◆ PROBLEM REQUIREMENTS ◆
Please list every play activity that the passage about playing with one's kid names as an example.
— START OF SELECTED PASSAGE —
The post was called something like “Why I Don’t Play with My Kid.” The gist was that this particular parent liked to take care of parenting tasks in the realm of meeting physical and survival needs but always delegated out playing to other people because she “hated” playing with her kid. While I can agree that there are many other things that might be more fun, exciting, and non-monotonous than joining in on another lightsaber battle, lego creation, Candy Land game, or caring for a sick babydoll, the fact is that there are few things that are more important in our role as parents and caregivers.
The research on social learning and child development tells us in no uncertain terms that children learn most effectively from interacting with their attachment figures (parents and other important caregivers). Through their interactions and relationships with children, caregivers model appropriate social skills and ways of being in a relationship. In addition, the research on the importance of play tells us that not only is play the most natural form of communication for children, but it is also how children brain’s learn and develop most effectively.
— END OF SELECTED PASSAGE —
— START OF RAW RECORDS —
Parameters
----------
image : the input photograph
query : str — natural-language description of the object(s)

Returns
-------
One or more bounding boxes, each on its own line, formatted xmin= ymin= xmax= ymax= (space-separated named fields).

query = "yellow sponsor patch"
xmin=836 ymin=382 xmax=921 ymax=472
— END OF RAW RECORDS —
◆ FINISHED ANSWER ◆
- lightsaber battle
- lego creation
- Candy Land game
- caring for a sick babydoll